Webinar recap: Decentralised identity protocols and standards

10 December 2020

Last week, our second webinar in series on decentralised identity went live! In this session, our specialists Richard Astley and Mikko Vuorinen focused specifically on decentralised identity protocols and standards. Don’t worry if you missed it, the full recording is now available on YouTube. This blog will recap the Q&A segment of the webinar. If you have any additional questions or want to book a slot with one of our experts, contact us here: info@condatis.com.

The link between wallets and mobile phones

If I get a new mobile phone or switch from iPhone to Android will my new wallet contain all my credentials from my old one, or is everything stored on the device lost if I don’t have the old wallet anymore?

Unfortunately, wallet credentials are currently lost when going through this process. The wallet Is secured with keys that are specific to that device. The current way around it is exporting the credentials from one wallet and restoring them onto another phone. Wallets aren’t currently backed up online, meaning everything is protected on your device. Wallets are more secure when stored locally as they are generally secured with biometrics, meaning the security that’s used to encrypt the data rests protected by a hardware key or the secure enclave of the phone. Unfortunately, any new phone would need different keys to the chips that have first encrypted it.

There is work going on to make it easier to backup and restore your credentials but it’s not as simple as downloading the app again and having all your information, however, you can have credentials reissued when redownloaded.

What happens if I try to issue a credential and the recipient’s phone is offline?

There are two agents that can use the secure communication channel at any time. Obviously, a mobile phone isn’t on all the time. Therefore, when the mobile phone is off, there is a cloud agent that handles either the initial issuance request or proof request. The cloud agent will hold that request until the mobile phone is back online again. Once the mobile phone is back online, it broadcasts to the cloud agent and that agent can push down either of the requests. There is clearly a dependence on a cloud service that will forward messages on, alternatively, it can also be a mediator that forwards messages between different agents.

**Dataset records**:
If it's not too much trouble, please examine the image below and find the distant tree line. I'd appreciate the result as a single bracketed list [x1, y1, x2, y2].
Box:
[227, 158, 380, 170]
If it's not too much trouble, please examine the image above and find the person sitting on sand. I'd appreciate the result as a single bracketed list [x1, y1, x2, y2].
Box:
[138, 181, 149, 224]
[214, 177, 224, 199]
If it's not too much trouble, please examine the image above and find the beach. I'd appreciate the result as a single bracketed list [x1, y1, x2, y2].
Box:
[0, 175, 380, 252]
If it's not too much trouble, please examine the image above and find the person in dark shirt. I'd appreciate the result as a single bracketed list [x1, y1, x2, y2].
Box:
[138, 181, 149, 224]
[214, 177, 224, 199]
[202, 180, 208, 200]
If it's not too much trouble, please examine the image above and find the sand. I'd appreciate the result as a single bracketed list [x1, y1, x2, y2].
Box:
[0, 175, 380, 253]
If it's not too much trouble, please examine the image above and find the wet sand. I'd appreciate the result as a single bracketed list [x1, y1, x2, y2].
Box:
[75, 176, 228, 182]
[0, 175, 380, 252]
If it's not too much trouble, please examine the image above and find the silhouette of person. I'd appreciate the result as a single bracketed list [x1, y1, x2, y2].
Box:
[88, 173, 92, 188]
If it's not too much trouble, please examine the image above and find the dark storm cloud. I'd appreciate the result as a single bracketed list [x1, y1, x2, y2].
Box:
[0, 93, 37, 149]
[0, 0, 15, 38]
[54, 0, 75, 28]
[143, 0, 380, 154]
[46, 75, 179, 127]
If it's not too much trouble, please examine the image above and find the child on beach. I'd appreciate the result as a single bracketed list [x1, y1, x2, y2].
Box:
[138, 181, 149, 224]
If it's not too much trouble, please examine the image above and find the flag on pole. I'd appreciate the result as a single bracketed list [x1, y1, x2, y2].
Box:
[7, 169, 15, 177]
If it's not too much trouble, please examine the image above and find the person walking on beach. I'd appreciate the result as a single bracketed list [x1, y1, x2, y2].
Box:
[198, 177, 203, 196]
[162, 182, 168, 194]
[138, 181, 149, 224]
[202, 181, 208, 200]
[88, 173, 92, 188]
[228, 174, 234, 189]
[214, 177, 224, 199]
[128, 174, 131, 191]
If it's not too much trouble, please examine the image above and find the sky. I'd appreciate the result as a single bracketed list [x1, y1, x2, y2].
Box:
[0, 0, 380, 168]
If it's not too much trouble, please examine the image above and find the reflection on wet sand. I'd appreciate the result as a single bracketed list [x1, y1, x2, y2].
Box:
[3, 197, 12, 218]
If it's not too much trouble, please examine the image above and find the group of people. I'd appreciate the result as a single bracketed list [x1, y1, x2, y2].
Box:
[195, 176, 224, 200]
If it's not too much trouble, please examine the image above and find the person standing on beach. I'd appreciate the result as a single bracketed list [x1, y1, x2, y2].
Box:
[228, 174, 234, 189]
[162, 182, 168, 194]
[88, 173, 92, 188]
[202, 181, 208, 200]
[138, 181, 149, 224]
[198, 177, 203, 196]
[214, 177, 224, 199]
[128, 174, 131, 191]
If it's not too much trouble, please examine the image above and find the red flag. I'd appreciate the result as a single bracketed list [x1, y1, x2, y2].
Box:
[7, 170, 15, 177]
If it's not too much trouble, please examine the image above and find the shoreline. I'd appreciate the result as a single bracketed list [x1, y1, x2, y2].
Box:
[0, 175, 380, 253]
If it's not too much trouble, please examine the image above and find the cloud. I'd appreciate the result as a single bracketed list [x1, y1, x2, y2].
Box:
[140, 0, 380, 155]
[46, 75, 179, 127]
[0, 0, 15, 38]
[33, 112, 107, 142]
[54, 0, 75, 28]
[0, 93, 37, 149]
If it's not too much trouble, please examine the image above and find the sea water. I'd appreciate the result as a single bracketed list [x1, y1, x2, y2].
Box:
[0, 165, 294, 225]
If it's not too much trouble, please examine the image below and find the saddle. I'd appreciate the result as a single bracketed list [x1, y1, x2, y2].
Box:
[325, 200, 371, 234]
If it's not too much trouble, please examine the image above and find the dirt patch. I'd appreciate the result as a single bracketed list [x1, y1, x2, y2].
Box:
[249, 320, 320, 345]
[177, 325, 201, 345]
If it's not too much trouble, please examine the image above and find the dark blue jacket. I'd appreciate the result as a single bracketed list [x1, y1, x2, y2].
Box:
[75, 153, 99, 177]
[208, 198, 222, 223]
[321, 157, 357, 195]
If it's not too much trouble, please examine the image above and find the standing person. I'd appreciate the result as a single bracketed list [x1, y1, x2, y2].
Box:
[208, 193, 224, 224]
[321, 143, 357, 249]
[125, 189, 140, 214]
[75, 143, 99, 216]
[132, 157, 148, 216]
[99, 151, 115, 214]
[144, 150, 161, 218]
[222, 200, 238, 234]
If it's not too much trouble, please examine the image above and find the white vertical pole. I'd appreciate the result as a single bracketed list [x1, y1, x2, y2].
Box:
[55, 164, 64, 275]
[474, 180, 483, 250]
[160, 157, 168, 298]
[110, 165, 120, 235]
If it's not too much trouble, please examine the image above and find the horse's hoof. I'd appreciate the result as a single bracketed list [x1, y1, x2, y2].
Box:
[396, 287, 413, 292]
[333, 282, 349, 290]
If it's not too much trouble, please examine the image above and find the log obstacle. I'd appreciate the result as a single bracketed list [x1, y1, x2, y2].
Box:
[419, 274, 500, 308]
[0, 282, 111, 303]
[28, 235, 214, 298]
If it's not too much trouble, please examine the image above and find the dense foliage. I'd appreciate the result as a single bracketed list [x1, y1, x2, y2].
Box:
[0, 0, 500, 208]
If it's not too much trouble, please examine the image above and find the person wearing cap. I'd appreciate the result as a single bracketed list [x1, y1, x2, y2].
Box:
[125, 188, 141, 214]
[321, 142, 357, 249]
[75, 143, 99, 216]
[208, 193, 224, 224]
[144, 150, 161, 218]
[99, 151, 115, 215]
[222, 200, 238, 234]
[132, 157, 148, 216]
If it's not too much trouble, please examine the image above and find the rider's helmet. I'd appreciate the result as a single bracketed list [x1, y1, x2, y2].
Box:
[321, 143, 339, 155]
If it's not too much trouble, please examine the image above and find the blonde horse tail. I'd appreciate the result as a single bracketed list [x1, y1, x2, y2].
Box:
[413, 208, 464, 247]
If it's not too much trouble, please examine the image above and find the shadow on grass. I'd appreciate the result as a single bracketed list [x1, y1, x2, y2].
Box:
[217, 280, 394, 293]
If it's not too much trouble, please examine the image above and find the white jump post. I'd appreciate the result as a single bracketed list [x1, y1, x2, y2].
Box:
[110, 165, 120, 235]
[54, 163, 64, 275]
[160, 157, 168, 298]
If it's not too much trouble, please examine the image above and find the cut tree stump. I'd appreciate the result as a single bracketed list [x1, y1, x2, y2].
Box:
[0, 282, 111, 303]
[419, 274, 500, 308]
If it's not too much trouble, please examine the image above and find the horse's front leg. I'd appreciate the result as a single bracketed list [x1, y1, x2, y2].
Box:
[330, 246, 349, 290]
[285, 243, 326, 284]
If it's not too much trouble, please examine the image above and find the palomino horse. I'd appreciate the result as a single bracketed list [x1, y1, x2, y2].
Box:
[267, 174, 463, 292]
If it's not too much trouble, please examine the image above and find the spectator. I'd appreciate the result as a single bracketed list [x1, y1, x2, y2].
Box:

**Given request 1**: Present the listing lines as a Markdown table with columns "Row" and "Listing line", beginning with the line containing "find the flag" and ending with the line containing "[7, 169, 15, 177]", inclusive. Omit blank lines.
**Given request 2**: Compose a continuation of the webinar recap on decentralized identity protocols, picking up after its final sentence.

**Task answer 1**:
| Row | Listing line |
|---|---|
| 1 | If it's not too much trouble, please examine the image above and find the flag on pole. I'd appreciate the result as a single bracketed list [x1, y1, x2, y2]. |
| 2 | Box: |
| 3 | [7, 169, 15, 177] |

**Task answer 2**:
Relationship between wallets and agents

Where is the border between a wallet and an agent?

Starting with agents, they are ultimately what talk in the protocols, so it’s agents that communicate with other agents. Whether that be as part of the process of issuing or requesting proof of a credential. A wallet however has a larger job than the agent. A wallet has various roles, one is to provide a good user experience and UI for a user to manage their identity with. It’s also about the cryptography that is used for protecting that data. A wallet has an agent for when it needs to communicate with other agents. Ultimately, the agent is the protocol and the communication, and the wallet is an application that uses the agent.


Where is the line between the standards and the stack specific implementation?

The key role of the stack specific protocols is the communication between the agents. There is the standard for representing the verifiable credentials, and the standards for the decentralised identifiers. They mostly define the content, not how the communication between different parts work. That is where most of the implementation-specific protocols come into play, at least for the moment. There is ongoing work to make these protocols more standardised and interoperable, allowing communication between different implementations.

In short, the standards define the structure and semantics of the verifiable credential core content, while the protocols define the communication layer.

Download the webinar slides.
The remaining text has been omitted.